WHAT THIS EXERCISE ASKS -
[1] In the recipe text, how long should the crushed biscuit and margarine base be refrigerated before it is filled?
[2] Extend the recipe text from its last line, starting after the Muesli Bread Rolls ingredient list.
SOURCE DOCUMENT: Begin
Method: Brown onion in small amount of oil. Add garlic and spices and stir gently. Add rice and stir until the mixture smells nutty. Add lentils and stock, stir. Cover and simmer for 40 minutes. Add parsley just before serving.
Serve with a green vegetable or green salad.
Ingredients: 250g crushed wheatmeal biscuits, 125g melted polyunsaturated margarine, 500g skim milk cottage cheese, 1 cup skim milk natural yogurt, ¼ cup orange juice, ¼ cup lemon juice, ¼ cup raw sugar, 1 tablespoon gelatin, 2 tablespoons hot water and fresh fruit, such as strawberries and kiwi fruit.
Method: Mix crushed biscuits and melted margarine and press into the bottom of a 24cm spring-form tin. Refrigerate 1 hour before filling. Blend cheese, yogurt, sugar and juices together. Sprinkle gelatin on to hot water and dissolve. Stir into cheese mixture. Pour over crumb base and refrigerate overnight. Decorate with fresh fruit before serving.
Muesli Bread Rolls
Ingredients: 1 cup muesli, 1 cup whole meal flour, 2 cups plain flour, 2 tablespoons unprocessed bran, 1 tablespoon sugar, 1 tsp salt, 2 tablespoons polyunsaturated oil, 1 sachet dried yeast and 1¼ cups warm water.
SOURCE DOCUMENT: End
LISTED ENTRIES: Begin
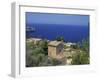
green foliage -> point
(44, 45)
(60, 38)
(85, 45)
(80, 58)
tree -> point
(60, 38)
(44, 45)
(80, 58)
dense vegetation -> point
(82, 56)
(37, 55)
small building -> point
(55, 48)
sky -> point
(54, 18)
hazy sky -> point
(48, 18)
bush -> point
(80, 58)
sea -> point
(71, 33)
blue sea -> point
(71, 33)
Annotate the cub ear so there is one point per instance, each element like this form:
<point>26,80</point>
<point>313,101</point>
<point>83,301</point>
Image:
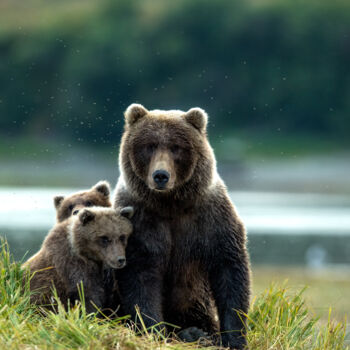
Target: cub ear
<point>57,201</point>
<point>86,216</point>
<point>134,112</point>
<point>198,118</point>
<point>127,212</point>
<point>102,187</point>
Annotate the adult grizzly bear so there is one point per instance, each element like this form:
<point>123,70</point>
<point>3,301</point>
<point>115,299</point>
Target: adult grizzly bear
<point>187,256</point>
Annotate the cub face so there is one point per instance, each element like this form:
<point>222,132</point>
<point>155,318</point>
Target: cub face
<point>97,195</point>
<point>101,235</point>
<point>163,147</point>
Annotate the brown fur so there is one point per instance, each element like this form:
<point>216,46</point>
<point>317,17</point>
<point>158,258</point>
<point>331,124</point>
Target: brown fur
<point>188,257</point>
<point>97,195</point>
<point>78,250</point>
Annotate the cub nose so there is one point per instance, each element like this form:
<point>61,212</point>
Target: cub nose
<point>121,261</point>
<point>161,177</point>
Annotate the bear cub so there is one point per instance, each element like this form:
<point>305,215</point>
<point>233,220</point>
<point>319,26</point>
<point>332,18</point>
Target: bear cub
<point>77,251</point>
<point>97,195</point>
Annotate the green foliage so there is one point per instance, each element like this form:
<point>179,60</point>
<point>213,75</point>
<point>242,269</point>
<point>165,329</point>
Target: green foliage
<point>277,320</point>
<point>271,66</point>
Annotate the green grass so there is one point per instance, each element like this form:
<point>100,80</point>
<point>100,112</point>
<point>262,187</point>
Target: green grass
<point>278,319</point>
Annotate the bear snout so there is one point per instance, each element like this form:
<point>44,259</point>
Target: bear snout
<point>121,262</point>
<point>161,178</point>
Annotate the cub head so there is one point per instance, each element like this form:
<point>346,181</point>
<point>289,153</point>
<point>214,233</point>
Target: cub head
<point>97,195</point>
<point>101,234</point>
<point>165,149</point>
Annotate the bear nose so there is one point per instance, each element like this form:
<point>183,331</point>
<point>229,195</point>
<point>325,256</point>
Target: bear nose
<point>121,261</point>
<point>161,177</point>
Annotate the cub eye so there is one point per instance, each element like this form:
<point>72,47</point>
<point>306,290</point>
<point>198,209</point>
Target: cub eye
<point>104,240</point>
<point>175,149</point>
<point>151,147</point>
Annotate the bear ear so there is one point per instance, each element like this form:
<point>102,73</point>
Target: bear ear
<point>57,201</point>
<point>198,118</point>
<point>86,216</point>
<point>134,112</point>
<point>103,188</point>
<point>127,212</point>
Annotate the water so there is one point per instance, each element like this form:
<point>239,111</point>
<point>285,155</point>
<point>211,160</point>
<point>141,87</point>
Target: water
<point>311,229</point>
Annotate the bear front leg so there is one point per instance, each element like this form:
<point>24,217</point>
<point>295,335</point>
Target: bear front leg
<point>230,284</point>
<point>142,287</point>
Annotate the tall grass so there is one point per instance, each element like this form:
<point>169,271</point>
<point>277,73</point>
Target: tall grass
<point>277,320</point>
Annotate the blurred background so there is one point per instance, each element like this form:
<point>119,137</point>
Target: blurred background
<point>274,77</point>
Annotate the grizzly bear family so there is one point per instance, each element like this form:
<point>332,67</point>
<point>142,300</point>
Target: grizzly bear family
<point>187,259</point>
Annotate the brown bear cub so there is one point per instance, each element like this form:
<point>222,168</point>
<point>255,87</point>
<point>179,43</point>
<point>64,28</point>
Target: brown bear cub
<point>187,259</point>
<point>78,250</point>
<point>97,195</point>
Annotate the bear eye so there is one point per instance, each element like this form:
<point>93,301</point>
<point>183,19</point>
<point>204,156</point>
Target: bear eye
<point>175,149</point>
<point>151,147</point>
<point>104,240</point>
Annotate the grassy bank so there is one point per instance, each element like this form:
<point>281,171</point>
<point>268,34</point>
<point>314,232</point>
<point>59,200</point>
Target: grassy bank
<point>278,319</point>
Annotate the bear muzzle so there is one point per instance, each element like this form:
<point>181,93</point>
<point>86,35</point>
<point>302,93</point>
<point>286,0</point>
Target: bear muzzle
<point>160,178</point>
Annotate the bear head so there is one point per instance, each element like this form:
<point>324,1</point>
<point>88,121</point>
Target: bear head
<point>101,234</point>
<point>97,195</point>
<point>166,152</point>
LISTED ENTRIES: End
TASK RESULTS -
[1] One hour.

[2]
Method: Stir yeast into warm water. Set aside. Mix dry ingredients, make a well in the center and add oil and yeast mixture. Stir well, adding a little more flour if necessary to make a soft dough. Knead on lightly floured board for five minutes.
Place dough in greased bowl, cover and leave in warm place to double in size. Punch the dough down well. Shape into 12 rolls and place on greased tray. Cover with plastic and leave in warm place to double in size. Brush with beaten egg, cook at 400 degrees F on middle shelf for 15 minutes. Cool on wire rack.
The rolls are delicious with cheese and lettuce, egg and lettuce or meat and salad. They may be frozen.
A healthy lifestyle is the best key to a healthy heart. As with many things, leading a healthy lifestyle will benefit you both today and in later life.
Not only will you look and feel better but you’re much more likely to live a healthy and long life. A healthy lifestyle can be as simple as following four easy steps:
1. Be a non-smoker. There is no safe level of smoking. Smoking is a contributing factor to many health problems, including heart attack and strokes. Passive smoking (breathing in other people’s smoke) also poses many health problems.
2. Eat a low-fat diet. Just remember that healthy eating does not have to mean boring food or stringent diets. The key to healthy eating is to eat a wide range of nutritious foods.
Eat plenty of fresh vegetables and fruit, lots of bread, rice, pasta and other grain products, along with reduced-fat dairy products, fish, lean meat and poultry.
Be adventurous and don’t be afraid to try new foods or recipes. Here are several suggestions for modifying recipes for healthier hearts:
- Reduce fat content by using polyunsaturated oil and margarine.
- Use less salt, vegetable salt, stock cubes, soy sauce and salted, canned vegetables. Try including herbs, spices, lemon etc. for interesting flavors.
- Include high-fiber foods, such as whole grain cereals, wholemeal flour and wholemeal pastas.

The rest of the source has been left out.